The entries below hold a line with "Target: stone pavement" and a line with "Indicate the bird shadow". Return those lines and all that lie between them, exactly and only.

[Available data Boundary: Start]

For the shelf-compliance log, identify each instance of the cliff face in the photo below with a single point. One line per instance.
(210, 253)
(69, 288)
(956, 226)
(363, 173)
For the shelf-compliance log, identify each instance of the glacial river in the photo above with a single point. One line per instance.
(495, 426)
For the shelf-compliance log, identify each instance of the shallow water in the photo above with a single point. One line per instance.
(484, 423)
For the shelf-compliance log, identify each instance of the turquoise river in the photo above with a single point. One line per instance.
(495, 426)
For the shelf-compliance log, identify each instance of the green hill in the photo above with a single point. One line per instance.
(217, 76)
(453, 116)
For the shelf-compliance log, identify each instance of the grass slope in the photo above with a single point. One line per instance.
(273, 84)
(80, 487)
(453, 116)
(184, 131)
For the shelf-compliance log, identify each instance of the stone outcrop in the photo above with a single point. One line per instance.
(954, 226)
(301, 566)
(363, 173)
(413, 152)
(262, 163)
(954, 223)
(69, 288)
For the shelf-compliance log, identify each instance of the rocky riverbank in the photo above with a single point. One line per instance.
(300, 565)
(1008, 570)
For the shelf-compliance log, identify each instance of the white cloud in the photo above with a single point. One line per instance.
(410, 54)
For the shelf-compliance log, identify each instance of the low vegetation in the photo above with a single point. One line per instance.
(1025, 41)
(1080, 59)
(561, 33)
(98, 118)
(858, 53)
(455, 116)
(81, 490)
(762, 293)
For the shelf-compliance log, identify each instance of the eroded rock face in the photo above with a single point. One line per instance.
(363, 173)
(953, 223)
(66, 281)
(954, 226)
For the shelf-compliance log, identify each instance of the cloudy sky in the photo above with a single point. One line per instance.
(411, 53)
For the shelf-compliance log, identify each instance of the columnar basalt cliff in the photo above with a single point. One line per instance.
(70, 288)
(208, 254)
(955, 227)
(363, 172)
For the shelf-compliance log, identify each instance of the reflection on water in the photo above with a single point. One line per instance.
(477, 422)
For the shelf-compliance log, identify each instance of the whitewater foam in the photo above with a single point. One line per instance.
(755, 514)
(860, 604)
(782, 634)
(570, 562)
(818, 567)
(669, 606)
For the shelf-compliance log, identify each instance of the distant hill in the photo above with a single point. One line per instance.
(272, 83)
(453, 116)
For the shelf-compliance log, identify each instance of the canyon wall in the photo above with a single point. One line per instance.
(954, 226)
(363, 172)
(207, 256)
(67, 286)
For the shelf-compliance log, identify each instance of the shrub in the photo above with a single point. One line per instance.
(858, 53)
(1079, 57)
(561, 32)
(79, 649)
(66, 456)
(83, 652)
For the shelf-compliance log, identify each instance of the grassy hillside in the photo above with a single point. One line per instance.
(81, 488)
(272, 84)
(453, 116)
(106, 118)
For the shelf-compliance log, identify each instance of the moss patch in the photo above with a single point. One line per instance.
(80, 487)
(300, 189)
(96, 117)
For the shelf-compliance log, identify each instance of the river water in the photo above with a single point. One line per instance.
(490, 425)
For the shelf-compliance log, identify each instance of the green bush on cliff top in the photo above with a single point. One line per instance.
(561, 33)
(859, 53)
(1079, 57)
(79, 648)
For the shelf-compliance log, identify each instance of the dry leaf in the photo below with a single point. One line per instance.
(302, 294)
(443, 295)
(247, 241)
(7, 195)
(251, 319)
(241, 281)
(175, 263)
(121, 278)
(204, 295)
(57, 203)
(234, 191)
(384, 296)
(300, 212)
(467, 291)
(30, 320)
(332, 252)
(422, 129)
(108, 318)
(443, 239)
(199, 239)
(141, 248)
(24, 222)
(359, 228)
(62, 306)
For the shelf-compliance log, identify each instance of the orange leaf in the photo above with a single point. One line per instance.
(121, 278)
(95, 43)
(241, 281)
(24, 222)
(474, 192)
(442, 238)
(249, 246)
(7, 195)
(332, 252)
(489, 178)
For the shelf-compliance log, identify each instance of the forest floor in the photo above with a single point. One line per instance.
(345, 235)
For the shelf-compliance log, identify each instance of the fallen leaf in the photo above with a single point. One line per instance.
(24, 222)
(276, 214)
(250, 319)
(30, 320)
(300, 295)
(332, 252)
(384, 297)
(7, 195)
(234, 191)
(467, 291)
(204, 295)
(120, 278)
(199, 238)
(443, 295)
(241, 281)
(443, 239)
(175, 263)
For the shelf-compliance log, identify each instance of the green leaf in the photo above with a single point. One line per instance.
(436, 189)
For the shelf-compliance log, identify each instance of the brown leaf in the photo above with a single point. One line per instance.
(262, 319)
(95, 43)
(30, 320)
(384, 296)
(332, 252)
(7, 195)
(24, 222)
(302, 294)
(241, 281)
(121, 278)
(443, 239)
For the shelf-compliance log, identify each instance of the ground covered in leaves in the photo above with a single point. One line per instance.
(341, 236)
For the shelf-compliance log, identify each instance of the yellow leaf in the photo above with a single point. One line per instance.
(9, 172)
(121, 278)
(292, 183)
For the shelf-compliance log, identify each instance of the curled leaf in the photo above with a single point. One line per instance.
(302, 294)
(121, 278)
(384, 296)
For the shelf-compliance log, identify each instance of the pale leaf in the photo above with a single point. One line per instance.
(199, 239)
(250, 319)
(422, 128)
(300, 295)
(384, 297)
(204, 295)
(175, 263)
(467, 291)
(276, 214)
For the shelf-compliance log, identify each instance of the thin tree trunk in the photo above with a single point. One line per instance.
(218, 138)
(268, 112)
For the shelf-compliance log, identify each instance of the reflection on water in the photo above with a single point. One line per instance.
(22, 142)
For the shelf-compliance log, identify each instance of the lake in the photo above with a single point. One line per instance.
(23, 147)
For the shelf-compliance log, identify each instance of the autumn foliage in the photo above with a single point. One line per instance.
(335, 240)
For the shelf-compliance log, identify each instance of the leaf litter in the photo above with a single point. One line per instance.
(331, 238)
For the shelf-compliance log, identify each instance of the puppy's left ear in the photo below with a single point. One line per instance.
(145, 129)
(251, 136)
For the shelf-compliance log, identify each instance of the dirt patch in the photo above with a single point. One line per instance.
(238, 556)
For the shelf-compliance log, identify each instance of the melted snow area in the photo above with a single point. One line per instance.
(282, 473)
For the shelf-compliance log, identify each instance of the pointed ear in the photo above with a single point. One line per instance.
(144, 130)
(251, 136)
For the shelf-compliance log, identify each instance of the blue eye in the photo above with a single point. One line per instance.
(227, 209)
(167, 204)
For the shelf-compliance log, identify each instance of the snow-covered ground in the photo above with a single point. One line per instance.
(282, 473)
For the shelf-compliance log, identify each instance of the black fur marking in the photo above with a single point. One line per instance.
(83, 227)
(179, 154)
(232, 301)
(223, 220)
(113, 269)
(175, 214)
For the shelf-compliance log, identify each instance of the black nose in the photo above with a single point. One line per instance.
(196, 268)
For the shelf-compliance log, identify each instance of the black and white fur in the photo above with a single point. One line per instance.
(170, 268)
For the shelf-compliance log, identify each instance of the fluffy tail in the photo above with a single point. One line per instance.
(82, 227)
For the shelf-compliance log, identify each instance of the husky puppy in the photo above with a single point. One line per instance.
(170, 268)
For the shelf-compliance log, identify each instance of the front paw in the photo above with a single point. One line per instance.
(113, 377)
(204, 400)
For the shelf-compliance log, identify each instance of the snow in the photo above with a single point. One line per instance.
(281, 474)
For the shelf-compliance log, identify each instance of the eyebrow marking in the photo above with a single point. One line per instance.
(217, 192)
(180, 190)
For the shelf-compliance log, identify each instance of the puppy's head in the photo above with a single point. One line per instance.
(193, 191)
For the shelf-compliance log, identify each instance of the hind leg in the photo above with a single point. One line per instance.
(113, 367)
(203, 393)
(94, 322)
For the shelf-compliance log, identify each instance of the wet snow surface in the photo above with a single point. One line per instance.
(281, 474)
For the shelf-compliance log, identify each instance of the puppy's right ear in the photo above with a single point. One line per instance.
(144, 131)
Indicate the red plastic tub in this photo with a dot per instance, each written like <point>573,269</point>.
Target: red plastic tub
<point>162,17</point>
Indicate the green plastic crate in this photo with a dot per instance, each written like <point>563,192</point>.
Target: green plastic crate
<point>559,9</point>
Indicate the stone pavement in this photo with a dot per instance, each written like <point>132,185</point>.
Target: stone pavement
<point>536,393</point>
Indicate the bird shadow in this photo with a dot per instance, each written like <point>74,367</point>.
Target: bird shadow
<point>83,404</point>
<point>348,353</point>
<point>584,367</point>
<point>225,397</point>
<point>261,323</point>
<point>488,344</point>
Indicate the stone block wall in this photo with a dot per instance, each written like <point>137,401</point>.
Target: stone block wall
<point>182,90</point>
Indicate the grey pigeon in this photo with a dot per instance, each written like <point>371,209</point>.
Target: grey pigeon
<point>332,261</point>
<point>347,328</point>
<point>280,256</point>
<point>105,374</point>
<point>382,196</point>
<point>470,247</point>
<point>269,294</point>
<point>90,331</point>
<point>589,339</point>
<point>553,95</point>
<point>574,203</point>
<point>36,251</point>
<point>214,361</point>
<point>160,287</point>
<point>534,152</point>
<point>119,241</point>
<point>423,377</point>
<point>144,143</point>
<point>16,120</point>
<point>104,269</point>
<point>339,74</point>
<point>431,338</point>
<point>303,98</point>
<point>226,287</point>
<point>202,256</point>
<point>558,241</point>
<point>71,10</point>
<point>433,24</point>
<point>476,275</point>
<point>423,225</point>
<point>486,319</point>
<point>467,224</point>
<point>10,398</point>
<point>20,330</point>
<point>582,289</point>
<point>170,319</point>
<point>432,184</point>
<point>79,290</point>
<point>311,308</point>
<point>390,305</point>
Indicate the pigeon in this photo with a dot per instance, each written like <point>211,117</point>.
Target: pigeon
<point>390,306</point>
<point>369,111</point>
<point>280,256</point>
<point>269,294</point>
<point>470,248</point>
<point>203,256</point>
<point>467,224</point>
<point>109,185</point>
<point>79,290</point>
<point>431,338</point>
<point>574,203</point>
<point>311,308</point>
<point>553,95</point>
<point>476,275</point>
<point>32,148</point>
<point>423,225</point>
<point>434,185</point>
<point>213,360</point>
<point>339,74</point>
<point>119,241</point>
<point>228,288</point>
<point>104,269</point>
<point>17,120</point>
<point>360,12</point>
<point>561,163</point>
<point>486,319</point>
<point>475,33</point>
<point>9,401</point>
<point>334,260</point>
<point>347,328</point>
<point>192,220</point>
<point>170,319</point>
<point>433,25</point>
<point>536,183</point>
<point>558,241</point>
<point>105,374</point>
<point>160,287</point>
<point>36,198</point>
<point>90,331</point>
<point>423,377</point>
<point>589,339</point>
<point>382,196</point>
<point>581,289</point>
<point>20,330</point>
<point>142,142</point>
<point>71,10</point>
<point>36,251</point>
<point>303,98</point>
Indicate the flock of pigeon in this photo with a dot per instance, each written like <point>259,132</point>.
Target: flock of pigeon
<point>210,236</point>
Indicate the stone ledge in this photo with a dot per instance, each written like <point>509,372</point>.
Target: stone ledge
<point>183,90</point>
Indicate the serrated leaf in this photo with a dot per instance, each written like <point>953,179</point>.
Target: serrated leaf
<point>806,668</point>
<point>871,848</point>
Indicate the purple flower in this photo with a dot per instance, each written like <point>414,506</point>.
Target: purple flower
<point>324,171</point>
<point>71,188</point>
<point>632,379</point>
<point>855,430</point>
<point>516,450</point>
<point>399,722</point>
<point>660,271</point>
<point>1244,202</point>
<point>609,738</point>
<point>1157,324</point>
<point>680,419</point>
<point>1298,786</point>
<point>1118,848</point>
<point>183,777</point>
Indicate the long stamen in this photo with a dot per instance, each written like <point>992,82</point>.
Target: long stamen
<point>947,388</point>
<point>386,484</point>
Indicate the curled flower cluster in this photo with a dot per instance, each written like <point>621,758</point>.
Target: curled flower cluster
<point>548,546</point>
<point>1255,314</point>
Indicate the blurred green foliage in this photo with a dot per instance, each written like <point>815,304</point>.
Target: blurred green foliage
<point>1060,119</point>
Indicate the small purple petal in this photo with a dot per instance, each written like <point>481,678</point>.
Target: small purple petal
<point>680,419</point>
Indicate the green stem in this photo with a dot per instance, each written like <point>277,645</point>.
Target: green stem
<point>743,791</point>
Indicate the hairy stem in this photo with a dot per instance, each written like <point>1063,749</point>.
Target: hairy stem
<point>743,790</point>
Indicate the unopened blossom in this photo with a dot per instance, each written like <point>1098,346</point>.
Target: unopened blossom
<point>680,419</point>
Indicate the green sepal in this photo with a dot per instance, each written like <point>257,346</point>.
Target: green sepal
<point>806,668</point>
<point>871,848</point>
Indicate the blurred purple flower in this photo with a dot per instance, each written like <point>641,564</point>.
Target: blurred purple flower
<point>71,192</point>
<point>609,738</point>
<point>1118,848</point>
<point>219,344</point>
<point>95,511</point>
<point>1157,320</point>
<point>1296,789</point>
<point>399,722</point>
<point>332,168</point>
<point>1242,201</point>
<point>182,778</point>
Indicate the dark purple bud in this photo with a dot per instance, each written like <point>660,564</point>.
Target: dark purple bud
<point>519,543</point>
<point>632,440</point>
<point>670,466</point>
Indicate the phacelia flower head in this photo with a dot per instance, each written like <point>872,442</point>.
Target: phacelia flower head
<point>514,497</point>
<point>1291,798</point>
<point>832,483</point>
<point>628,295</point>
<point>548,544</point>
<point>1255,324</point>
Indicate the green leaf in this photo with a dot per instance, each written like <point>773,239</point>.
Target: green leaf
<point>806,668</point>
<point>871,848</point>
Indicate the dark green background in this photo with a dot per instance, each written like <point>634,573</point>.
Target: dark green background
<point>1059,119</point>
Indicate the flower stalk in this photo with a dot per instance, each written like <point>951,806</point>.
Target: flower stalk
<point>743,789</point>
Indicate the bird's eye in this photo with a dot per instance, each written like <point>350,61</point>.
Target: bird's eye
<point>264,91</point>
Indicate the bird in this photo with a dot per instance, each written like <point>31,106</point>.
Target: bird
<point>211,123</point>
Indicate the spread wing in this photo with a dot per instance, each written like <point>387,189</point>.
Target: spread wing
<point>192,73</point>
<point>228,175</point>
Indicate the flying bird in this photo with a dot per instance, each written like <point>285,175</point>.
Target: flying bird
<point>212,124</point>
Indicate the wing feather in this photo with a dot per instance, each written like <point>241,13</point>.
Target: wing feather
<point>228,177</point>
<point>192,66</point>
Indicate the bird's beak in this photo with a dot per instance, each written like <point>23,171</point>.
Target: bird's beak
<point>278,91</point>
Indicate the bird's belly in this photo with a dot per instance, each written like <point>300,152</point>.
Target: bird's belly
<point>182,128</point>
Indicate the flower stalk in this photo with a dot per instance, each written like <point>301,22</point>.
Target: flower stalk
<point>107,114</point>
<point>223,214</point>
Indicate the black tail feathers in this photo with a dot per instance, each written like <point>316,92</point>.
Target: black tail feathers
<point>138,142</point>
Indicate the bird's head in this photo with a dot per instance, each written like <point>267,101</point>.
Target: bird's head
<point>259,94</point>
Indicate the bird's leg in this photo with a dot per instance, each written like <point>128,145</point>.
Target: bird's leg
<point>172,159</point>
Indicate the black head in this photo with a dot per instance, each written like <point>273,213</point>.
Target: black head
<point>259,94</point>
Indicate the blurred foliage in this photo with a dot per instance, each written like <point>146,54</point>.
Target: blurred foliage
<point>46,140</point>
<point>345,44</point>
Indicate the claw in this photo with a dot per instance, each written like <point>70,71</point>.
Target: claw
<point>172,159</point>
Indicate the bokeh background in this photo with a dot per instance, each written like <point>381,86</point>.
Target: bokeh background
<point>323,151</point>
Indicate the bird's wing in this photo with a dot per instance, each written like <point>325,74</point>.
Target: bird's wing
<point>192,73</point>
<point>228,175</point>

[Available data Boundary: End]

- [Answer space]:
Target: stone pavement
<point>536,393</point>
Indicate the bird shadow in this photo with a dot per instance, each written like <point>74,367</point>.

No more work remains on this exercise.